* [TUGAS DIKERJAKAN]
[1] Ulangi kata demi kata bagian berita serangan harimau di Pelalawan, mulai dari "Pelaksana Tugas Kepala" sampai dengan "(41), operator chainsaw.".
[2] Sebutkan semua nama orang yang muncul dalam berita serangan harimau di Pelalawan.
[3] Teruskan berita serangan harimau di Pelalawan mulai setelah kalimat terakhirnya.

* [TEKS BACAAN]

______________________________

Pekerja Penebangan Kayu di Pelalawan Tewas Diserang Harimau
Serangan harimau sumatera di Riau selalu memakan korban jiwa, setidaknya sejak 2019. Terakhir, seorang pekerja penebangan kayu tewas diserang harimau di Pelalawan.
Oleh
YOLA SASTRA
·4 menit baca
PADANG, KOMPAS — Seorang pekerja penebangan kayu hutan tanaman industri di Kabupaten Pelalawan, Riau, tewas diserang harimau sumatera. Balai Besar Konservasi Sumber Daya Alam Riau menurunkan tim untuk penanganan lebih lanjut konflik satwa dan manusia ini. Serangan harimau di Riau selalu memakan korban setiap tahun.
Pelaksana Tugas Kepala BBKSDA Riau Fifin Arfiana Jogasara, Minggu (6/2/2022), mengatakan, serangan harimau itu terjadi di areal kerja PT Simpang Kanan (Grup Sinar Mas), Desa Pulau Muda, Kecamatan Teluk Meranti, Pelalawan, pada Sabtu (5/2/2022) siang. Korbannya adalah Tugiyat (41), operator chainsaw.

______________________________

* [CUPLIKAN CATATAN]
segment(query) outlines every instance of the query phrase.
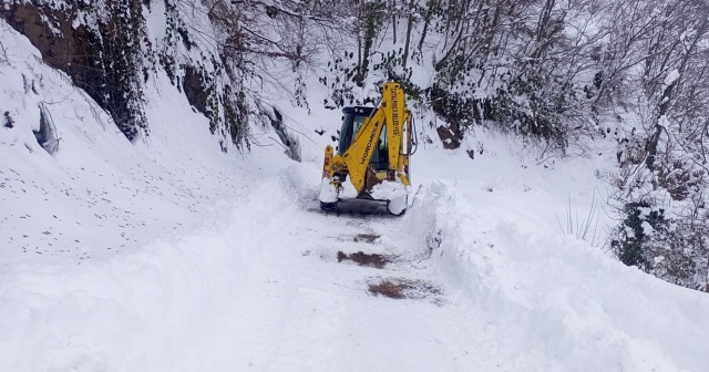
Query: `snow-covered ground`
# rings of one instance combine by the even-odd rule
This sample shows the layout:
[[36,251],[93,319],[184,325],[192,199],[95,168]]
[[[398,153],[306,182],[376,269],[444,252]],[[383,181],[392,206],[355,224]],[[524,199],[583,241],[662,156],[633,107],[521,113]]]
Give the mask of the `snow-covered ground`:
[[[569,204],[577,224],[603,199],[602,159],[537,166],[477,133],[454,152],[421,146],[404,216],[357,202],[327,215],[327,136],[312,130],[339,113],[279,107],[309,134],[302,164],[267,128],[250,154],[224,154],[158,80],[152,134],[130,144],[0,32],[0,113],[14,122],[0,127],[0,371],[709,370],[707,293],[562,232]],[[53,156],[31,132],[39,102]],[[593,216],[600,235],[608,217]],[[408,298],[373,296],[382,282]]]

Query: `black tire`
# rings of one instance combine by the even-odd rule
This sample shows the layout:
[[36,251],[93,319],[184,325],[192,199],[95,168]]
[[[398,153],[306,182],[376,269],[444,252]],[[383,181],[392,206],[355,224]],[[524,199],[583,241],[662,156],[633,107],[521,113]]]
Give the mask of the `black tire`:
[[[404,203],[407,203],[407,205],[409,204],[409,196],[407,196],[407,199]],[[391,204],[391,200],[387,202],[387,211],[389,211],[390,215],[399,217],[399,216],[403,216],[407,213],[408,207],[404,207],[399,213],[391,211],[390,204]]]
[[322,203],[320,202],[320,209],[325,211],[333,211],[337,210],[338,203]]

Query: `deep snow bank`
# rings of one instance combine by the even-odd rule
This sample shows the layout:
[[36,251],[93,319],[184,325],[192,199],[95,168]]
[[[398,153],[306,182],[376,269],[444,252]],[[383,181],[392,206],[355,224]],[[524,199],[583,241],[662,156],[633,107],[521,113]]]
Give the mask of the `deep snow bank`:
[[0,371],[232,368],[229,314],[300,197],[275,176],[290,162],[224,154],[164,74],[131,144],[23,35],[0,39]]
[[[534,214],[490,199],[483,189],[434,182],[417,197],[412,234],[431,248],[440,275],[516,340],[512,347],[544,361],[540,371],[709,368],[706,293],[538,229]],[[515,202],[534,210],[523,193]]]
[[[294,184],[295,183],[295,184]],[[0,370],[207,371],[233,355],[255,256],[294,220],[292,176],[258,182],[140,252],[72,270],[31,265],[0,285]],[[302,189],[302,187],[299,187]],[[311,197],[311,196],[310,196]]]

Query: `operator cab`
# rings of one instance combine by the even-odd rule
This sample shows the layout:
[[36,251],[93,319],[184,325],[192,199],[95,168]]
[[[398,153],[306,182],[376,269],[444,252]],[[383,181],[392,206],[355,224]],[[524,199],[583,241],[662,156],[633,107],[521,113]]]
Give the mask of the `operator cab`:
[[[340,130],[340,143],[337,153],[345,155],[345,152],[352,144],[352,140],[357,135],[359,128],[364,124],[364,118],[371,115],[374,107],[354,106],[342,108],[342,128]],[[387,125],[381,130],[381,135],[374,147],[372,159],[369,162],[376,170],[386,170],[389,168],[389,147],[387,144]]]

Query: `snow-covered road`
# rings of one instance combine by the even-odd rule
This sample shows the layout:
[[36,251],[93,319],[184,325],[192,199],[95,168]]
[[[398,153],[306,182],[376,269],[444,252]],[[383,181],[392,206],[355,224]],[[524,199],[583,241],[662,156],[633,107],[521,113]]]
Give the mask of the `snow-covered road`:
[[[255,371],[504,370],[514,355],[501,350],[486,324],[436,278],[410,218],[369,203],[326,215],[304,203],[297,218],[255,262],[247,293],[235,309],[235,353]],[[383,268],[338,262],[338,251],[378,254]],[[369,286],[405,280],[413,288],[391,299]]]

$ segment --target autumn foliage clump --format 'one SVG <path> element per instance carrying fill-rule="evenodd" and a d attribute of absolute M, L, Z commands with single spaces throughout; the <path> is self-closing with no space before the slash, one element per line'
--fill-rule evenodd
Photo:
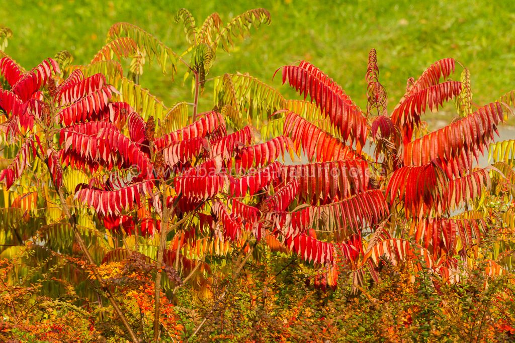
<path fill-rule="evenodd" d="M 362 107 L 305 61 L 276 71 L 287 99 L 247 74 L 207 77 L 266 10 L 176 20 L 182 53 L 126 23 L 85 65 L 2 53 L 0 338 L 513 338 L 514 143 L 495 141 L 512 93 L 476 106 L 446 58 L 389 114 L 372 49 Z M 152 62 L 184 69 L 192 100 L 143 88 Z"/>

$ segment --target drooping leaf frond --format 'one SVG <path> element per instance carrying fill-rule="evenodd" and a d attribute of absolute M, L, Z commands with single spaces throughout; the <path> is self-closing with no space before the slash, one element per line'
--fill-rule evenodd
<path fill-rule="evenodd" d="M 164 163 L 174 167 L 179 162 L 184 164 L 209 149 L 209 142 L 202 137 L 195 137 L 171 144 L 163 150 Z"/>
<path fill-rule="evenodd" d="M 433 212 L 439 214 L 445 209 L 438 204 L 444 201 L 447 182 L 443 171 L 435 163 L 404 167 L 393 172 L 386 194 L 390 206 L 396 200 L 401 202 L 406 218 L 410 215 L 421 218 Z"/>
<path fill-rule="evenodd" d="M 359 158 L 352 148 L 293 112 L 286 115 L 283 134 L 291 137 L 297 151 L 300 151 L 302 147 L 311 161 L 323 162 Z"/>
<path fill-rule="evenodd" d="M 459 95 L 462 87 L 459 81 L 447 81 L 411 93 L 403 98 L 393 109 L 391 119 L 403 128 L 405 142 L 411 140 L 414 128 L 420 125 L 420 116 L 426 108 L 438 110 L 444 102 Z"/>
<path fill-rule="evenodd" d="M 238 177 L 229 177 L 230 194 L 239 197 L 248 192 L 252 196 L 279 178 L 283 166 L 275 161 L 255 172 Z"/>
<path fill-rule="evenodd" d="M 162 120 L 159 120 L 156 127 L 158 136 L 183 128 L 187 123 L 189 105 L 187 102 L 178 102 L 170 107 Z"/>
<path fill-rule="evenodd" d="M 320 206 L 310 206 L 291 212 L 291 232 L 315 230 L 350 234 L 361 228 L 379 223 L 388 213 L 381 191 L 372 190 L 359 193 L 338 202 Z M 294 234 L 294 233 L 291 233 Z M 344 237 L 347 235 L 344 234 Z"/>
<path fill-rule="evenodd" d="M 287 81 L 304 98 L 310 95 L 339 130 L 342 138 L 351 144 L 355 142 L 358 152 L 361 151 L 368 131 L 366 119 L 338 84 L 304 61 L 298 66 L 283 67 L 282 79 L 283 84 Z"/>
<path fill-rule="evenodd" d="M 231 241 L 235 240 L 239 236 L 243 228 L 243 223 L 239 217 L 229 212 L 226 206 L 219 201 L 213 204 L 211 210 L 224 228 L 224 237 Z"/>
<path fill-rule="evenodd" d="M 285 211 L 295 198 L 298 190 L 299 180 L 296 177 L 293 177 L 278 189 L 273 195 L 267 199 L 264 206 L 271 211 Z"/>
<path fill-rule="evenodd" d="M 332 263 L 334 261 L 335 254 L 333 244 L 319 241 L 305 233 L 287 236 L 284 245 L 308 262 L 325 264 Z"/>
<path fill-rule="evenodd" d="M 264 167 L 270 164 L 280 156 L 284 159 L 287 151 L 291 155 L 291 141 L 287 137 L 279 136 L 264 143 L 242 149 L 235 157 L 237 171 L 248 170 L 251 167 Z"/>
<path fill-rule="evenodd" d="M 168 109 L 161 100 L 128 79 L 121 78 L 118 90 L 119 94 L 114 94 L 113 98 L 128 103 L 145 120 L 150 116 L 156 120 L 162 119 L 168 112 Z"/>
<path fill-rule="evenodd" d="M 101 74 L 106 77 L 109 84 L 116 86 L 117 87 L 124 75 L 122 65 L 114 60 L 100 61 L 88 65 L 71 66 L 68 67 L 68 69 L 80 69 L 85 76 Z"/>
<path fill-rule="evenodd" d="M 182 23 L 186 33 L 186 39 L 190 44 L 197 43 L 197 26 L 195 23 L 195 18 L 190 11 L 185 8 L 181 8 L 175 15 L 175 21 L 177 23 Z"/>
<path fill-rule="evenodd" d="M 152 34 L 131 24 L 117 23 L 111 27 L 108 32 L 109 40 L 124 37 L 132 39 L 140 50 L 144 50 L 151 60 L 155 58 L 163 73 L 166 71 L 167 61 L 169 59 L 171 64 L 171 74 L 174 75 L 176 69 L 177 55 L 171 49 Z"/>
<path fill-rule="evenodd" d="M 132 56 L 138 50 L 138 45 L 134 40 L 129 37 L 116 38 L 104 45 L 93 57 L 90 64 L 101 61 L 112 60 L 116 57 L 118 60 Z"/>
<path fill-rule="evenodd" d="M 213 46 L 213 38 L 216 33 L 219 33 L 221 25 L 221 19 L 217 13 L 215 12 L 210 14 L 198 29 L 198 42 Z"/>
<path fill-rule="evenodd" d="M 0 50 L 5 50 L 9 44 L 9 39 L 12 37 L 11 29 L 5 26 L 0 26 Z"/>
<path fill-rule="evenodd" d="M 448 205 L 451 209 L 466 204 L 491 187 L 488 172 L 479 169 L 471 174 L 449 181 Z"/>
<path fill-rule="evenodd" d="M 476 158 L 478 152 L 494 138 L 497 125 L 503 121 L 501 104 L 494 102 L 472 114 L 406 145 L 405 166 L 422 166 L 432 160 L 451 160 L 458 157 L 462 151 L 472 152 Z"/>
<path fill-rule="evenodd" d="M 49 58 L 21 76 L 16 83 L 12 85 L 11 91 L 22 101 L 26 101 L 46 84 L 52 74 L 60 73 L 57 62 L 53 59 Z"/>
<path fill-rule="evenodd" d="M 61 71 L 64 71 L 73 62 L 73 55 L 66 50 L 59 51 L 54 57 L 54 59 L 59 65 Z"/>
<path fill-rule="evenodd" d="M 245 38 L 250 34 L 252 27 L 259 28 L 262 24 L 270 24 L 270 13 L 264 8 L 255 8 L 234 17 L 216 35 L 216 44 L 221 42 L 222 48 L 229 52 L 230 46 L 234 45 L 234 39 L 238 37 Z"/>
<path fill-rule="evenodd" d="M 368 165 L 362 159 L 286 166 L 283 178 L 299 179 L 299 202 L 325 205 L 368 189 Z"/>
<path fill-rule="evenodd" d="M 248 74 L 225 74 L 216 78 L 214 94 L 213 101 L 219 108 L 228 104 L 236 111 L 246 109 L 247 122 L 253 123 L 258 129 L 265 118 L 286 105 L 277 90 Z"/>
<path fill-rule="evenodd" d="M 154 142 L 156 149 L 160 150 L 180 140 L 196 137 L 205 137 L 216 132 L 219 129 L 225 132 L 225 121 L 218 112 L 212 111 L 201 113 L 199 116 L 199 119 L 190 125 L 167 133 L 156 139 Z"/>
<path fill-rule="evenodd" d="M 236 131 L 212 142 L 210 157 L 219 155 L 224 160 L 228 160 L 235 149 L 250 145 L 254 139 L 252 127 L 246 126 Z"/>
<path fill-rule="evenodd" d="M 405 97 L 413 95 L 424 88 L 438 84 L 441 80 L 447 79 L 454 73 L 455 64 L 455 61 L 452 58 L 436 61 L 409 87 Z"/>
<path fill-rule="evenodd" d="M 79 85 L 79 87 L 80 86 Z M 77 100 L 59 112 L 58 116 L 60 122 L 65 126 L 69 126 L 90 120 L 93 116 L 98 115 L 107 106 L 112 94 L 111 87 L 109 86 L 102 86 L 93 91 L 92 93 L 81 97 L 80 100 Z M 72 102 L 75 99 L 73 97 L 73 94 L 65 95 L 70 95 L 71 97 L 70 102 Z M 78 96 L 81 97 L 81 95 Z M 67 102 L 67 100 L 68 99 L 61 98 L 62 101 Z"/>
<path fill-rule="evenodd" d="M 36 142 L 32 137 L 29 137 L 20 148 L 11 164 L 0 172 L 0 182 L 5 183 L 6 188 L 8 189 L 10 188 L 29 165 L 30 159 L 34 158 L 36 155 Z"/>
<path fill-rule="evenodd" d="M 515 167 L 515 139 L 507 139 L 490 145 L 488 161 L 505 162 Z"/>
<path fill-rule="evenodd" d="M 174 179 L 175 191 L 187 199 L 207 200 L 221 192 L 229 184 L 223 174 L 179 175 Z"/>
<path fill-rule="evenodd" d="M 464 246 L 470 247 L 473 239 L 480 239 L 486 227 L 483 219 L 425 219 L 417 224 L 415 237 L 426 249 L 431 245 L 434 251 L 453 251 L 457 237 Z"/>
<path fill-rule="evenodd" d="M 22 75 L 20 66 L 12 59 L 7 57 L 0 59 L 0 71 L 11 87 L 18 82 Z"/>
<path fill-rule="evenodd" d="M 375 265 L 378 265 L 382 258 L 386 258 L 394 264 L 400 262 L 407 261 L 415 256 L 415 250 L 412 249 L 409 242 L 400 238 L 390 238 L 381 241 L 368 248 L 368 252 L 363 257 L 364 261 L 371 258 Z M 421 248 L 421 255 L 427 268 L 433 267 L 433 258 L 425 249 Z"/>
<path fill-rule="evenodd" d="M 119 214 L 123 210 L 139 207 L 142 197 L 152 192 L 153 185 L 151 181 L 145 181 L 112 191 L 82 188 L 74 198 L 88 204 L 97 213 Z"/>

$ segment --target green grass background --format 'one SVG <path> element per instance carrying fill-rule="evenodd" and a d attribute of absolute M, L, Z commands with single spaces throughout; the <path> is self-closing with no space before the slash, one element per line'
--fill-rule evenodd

______________________________

* [JAWABAN SOAL]
[1]
Pelaksana Tugas Kepala BBKSDA Riau Fifin Arfiana Jogasara, Minggu (6/2/2022), mengatakan, serangan harimau itu terjadi di areal kerja PT Simpang Kanan (Grup Sinar Mas), Desa Pulau Muda, Kecamatan Teluk Meranti, Pelalawan, pada Sabtu (5/2/2022) siang. Korbannya adalah Tugiyat (41), operator chainsaw.

[2] Yola Sastra, Fifin Arfiana Jogasara, dan Tugiyat.

[3]
Fifin menjelaskan, korban diketahui hilang oleh rekannya saat jam istirahat makan siang. Sebelumnya, mereka sedang panen kayu. Sang rekan memanggil korban untuk makan siang, tetapi tidak ada jawaban. Enam meter dari lokasi, rekan yang berupaya mencari menemukan celana korban dan ceceran darah.
Rekan korban berteriak mencari bantuan. Pekerja lainnya berkumpul di sekitar lokasi sekitar pukul 12.40 dan melakukan pencarian dengan dua ekskavator. ”Pada pukul 17.35, korban baru ditemukan dengan kondisi sudah meninggal,” kata Fifin, ketika dihubungi dari Padang, Sumatera Barat, Minggu.
Fifin menjelaskan, perusahaan membawa jasad korban ke pusat kesehatan untuk otopsi, dan selanjutnya diserahkan kepada pihak keluarga. Atas kejadian ini, BBKSDA Riau pada Minggu menurunkan tim ke Pelalawan bersama pihak perusahaan untuk penanganan konflik lebih lanjut.
”Tim sedang ke lapangan, perjalanan relatif lama. (Senin, 7/2/2022) besok tim akan rapat menentukan tindakan apa yang akan dilakukan,” ujar Fifin.
Setiap tahun
Kejadian serangan harimau yang memakan korban jiwa di Riau berulang kali terjadi. Dari catatan Kompas, setiap tahun ada manusia yang tewas akibat diserang Panthera tigris sumatrae di Riau, setidaknya sejak 2019.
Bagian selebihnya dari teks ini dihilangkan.